== SET OF TASKS ==
1 – In the comment thread, why does Hey Norm expect more than "BOTH SIDES DO IT"? Answer in one to three sentences.
2 – Shorten the paragraph of the comment thread that begins "For instance you might look at the sentence" and keep its main facts.


  6. If you don’t think the House Democrats, Senate Democrats, and DNC issue press releases filled with similar rhetoric aimed at Republican then you need to take your partisan blinders off

  7. Hey Norm says:

    Of course they are filled with similar rhetoric.
    But when your own mission statement says:

    “…We’re an online journal of politics and foreign affairs analysis…”

    someone might expect some…oh, I don’t know…analysis perhaps…beyond the omnipresent and chicken$hit “BOTH SIDES DO IT”.
    For instance you might look at the sentence: “…Republicans have attempted to reach an agreement and negotiated in good faith for months, and we will continue to do so…” and review the record of Republicans in the 111th and 112th Congress when it comes to negotiating.
    But probably not.

  8. sam says:

    When you’re approval rating is lower than whale shit, this move is not surprising.

  9. Tano says:

    @sam:

    When you’re approval rating is lower than whale shit

    Not hard to do. Whale shit floats. LINK

  10. Ben says:

    Unfortunately, to date, Democrats have refused virtually every spending cut proposed – insisting instead on job-threatening tax hikes on small business job creators

    If you are NETing over 1 million a year, you aren’t a small business anymore.

Dataset entries
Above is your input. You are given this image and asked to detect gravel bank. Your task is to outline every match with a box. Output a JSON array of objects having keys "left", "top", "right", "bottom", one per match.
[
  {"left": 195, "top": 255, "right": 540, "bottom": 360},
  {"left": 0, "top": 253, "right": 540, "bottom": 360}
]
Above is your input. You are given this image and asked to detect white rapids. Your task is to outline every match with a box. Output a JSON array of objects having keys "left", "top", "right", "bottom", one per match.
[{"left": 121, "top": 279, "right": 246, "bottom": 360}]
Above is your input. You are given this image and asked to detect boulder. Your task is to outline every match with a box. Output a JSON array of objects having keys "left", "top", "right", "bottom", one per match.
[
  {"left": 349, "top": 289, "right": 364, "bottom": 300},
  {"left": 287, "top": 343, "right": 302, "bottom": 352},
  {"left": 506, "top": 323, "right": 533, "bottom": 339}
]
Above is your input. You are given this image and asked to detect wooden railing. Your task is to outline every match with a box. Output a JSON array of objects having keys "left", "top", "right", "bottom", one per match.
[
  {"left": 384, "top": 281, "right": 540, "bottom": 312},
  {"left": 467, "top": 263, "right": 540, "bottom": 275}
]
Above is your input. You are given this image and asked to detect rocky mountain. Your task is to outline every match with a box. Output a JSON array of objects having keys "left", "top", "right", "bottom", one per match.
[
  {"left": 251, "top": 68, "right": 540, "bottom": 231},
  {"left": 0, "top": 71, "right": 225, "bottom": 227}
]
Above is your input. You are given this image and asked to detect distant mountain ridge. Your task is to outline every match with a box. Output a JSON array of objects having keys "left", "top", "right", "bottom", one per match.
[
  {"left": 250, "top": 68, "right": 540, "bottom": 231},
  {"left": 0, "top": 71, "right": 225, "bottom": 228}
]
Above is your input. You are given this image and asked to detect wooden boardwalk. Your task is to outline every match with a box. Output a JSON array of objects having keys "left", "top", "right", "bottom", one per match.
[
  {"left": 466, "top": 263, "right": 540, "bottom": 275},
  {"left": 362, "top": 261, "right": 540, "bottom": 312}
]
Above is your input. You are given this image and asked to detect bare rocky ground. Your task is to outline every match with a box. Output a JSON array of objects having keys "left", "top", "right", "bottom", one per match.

== ANSWERS BY ITEM ==
1 – The site's own mission statement calls it "an online journal of politics and foreign affairs analysis." Because of that, Hey Norm argues that readers might expect actual analysis rather than the claim that both sides do it.

2 – Hey Norm suggests checking the Republican claim that they "negotiated in good faith for months" against how Republicans actually negotiated in the 111th and 112th Congress.